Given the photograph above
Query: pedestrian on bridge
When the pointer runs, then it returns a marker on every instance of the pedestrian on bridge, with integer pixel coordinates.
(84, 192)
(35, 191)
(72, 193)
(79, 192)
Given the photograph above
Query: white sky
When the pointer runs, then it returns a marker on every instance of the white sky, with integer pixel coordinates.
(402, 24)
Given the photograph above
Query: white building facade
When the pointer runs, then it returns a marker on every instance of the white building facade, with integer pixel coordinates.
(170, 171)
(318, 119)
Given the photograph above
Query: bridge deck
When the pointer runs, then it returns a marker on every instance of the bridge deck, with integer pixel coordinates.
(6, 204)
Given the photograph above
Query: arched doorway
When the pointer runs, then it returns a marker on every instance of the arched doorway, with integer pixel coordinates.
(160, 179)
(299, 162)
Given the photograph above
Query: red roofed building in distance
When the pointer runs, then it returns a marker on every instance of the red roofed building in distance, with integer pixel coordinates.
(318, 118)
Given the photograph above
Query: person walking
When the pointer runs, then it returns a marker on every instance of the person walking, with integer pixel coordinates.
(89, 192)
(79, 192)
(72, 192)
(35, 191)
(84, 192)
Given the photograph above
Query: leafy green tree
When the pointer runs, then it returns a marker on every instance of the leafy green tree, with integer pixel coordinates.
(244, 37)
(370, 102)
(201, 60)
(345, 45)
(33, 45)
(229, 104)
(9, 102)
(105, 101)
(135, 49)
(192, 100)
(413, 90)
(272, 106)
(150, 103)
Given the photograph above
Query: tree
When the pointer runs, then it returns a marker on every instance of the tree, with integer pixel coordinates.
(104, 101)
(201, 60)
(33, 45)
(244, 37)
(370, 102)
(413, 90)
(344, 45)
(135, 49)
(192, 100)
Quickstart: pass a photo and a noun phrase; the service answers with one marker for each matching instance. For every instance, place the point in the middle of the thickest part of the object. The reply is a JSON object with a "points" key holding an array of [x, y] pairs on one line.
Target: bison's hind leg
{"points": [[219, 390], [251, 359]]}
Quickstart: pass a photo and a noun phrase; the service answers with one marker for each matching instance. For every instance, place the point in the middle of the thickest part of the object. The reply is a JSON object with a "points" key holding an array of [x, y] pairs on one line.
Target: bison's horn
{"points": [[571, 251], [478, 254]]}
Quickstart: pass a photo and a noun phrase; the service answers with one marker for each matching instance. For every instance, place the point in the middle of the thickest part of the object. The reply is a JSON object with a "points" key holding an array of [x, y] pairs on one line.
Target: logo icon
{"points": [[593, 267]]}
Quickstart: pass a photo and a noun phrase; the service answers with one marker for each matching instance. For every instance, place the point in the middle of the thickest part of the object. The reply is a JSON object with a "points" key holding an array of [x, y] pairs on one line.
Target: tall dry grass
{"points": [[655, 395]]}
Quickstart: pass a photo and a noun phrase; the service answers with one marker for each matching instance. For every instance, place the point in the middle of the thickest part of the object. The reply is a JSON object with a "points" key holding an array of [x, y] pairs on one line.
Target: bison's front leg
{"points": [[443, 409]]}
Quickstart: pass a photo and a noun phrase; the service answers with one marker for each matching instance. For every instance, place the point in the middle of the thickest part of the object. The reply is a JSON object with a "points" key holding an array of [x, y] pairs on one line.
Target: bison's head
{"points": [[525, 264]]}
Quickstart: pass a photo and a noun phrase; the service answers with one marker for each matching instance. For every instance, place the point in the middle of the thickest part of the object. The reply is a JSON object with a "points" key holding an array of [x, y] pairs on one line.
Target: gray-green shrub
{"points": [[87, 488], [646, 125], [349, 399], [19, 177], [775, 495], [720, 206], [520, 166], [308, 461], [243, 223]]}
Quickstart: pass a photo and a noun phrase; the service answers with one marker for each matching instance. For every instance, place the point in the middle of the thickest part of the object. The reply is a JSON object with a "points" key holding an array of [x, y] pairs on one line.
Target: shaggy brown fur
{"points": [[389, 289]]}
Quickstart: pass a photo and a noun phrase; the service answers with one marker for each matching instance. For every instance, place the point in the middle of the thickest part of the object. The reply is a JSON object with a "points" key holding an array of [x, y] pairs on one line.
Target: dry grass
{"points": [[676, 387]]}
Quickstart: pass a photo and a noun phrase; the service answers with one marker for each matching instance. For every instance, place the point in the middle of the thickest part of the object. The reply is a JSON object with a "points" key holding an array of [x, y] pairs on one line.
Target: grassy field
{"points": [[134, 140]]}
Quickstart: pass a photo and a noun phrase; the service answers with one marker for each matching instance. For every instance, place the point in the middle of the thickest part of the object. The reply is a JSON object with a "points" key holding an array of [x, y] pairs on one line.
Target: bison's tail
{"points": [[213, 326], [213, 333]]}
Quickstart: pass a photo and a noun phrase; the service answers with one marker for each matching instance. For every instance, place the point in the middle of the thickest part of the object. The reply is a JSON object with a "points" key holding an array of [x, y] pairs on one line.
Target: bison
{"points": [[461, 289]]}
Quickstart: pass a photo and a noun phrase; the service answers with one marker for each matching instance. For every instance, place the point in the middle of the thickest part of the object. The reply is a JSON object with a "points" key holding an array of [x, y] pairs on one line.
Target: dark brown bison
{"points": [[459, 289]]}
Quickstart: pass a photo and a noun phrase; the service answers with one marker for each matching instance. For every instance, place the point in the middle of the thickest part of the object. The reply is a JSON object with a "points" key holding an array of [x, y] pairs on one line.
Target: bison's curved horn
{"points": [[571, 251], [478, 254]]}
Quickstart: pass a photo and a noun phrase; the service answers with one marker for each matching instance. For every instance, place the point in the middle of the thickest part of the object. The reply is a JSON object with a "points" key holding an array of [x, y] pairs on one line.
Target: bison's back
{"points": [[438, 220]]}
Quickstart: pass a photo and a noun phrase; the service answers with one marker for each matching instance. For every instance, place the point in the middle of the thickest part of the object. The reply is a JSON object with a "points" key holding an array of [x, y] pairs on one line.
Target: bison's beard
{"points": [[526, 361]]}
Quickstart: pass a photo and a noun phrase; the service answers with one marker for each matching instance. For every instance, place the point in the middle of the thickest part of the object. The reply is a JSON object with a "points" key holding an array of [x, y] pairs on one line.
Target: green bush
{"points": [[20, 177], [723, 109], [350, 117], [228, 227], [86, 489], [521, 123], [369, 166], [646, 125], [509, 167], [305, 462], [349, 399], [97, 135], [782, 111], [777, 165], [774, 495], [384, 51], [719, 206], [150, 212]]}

════

Output the complete data exactly as written.

--- Solution for this exercise ---
Given the photograph above
Query: pedestrian on bridge
When the pointer runs, then it returns a marker on every instance of the pedestrian on bridge, with integer pixel coordinates.
(84, 192)
(35, 191)
(72, 193)
(79, 192)
Given the photograph above
Query: white sky
When the pointer runs, then it returns a marker on every instance of the white sky, with integer pixel coordinates.
(402, 24)
Given the photograph above
Query: white building facade
When the pointer runs, then it returns a marker on every instance of the white building facade, with integer pixel coordinates.
(170, 171)
(318, 119)
Given the photograph above
Query: bridge deck
When the pointer runs, then it returns a marker on every instance of the bridge deck, with integer pixel coordinates.
(6, 204)
Given the photograph above
Query: arched doorway
When the pointer runs, then it returns a marker on every instance of the arched doorway, with integer pixel coordinates.
(160, 179)
(299, 162)
Given the photograph above
Query: red roofed building in distance
When the pointer runs, then it returns a marker on every instance of the red roofed building in distance, with integer pixel coordinates.
(318, 118)
Given the photograph above
Query: person walking
When the pointer runs, then it returns a marker on every instance of the person walking, with integer pixel coordinates.
(89, 192)
(79, 192)
(72, 192)
(35, 191)
(84, 192)
Given the photograph above
Query: leafy green tree
When the pointer runs, then it returns a marker on every instance of the leafy green tree, with integer pixel coordinates.
(244, 37)
(370, 102)
(201, 60)
(345, 45)
(33, 45)
(229, 104)
(9, 102)
(105, 101)
(135, 49)
(192, 100)
(413, 90)
(272, 106)
(150, 103)
Given the photograph above
Query: tree
When the pointer runs, then it returns a marker on every instance of the tree, with integer pixel coordinates.
(104, 101)
(201, 60)
(33, 45)
(244, 37)
(370, 102)
(413, 90)
(344, 45)
(135, 49)
(192, 100)
Quickstart: pass a photo and a noun phrase; the service answers with one marker for each matching instance. For every instance, place the point in the middle of the thickest part of the object. The reply is a JSON object with a "points" key holding an array of [x, y] pairs on one line.
Target: bison's hind leg
{"points": [[219, 390], [251, 359]]}
Quickstart: pass a photo and a noun phrase; the service answers with one marker for each matching instance. For every instance, place the point in the middle of the thickest part of the object. The reply is a JSON object with a "points" key holding an array of [x, y] pairs on one line.
Target: bison's horn
{"points": [[571, 251], [478, 254]]}
Quickstart: pass a photo and a noun phrase; the service answers with one marker for each matching instance. For every instance, place the point in the middle of the thickest part of the object. The reply is a JSON object with a "points" key holding an array of [x, y] pairs on one line.
Target: logo icon
{"points": [[593, 267]]}
Quickstart: pass a photo and a noun phrase; the service answers with one marker for each matching instance. For every instance, place the point in the middle of the thickest part of the object. The reply is a JSON object with a "points" key holding an array of [x, y] pairs on one line.
Target: tall dry grass
{"points": [[655, 395]]}
Quickstart: pass a photo and a noun phrase; the service answers with one marker for each matching instance. For every instance, place the point in the middle of the thickest part of the object. The reply is a JSON object with a "points" key holding an array of [x, y] pairs on one line.
Target: bison's front leg
{"points": [[443, 409]]}
Quickstart: pass a photo and a noun phrase; the service answers with one marker for each matching instance. For every instance, place the point in the middle of the thickest part of the object. The reply is a JSON object with a "points" key holding an array of [x, y] pairs on one line.
Target: bison's head
{"points": [[525, 264]]}
Quickstart: pass a photo and a noun phrase; the service answers with one marker for each matching instance. For every instance, place the point in the middle of the thickest part of the object. The reply is a JSON object with a "points" key holding an array of [x, y] pairs on one line.
Target: gray-green shrub
{"points": [[87, 488], [646, 125], [349, 399], [19, 177], [775, 495], [720, 206], [520, 166], [308, 461], [243, 223]]}
Quickstart: pass a photo and a noun phrase; the service answers with one marker for each matching instance. For every instance, place the point in the middle of the thickest part of the object. The reply is a JSON object with a "points" key holding an array of [x, y] pairs on one line.
Target: shaggy brown fur
{"points": [[389, 289]]}
Quickstart: pass a photo and a noun phrase; the service answers with one marker for each matching instance. For every instance, place the point in the middle of the thickest part of the object. The reply is a JSON object with a "points" key holding an array of [x, y] pairs on one line.
Target: dry grass
{"points": [[676, 387]]}
Quickstart: pass a photo and a noun phrase; the service answers with one marker for each matching instance. For every instance, place the point in the middle of the thickest part of the object. The reply is a JSON object with a "points" key holding an array of [x, y] pairs on one line.
Target: grassy field
{"points": [[134, 140]]}
Quickstart: pass a photo and a noun phrase; the service answers with one marker for each matching instance. For every instance, place the point in the middle of the thickest part of the object. The reply is a JSON object with a "points" key holding an array of [x, y] pairs on one line.
Target: bison's tail
{"points": [[213, 326], [213, 333]]}
Quickstart: pass a photo and a noun phrase; the service answers with one marker for each matching instance. For every instance, place the point in the middle of the thickest part of the object. The reply is a JSON object with a "points" key holding an array of [x, y] pairs on one line.
Target: bison
{"points": [[461, 289]]}
Quickstart: pass a photo and a noun phrase; the service answers with one marker for each matching instance. For every instance, place the point in the middle of the thickest part of the object. The reply is a JSON object with a "points" key holding an array of [x, y] pairs on one line.
Target: dark brown bison
{"points": [[459, 289]]}
Quickstart: pass a photo and a noun phrase; the service answers with one marker for each matching instance. For every instance, place the point in the middle of the thickest part of the object. The reply is a JSON object with a "points" key holding an array of [x, y] pairs on one line.
Target: bison's curved horn
{"points": [[571, 251], [478, 254]]}
Quickstart: pass a photo and a noun phrase; the service answers with one marker for each matching instance. For every instance, place the point in the middle of the thickest part of the object. The reply is a JSON object with a "points" key holding an array of [x, y] pairs on one line.
Target: bison's back
{"points": [[438, 220]]}
Quickstart: pass a photo and a noun phrase; the service answers with one marker for each matching instance. For every instance, place the point in the middle of the thickest part of the object. The reply is a JSON object with a "points" key holding an array of [x, y] pairs on one line.
Target: bison's beard
{"points": [[526, 361]]}
Quickstart: pass a photo and a noun phrase; the service answers with one marker for each matching instance. For every instance, place the point in the middle of the thickest part of the object. The reply is a JSON object with a "points" key holding an array of [x, y] pairs on one line.
Target: green bush
{"points": [[20, 177], [723, 109], [350, 117], [228, 227], [86, 489], [521, 123], [369, 166], [646, 125], [509, 167], [305, 462], [349, 399], [97, 135], [782, 111], [777, 165], [774, 495], [384, 51], [719, 206], [150, 212]]}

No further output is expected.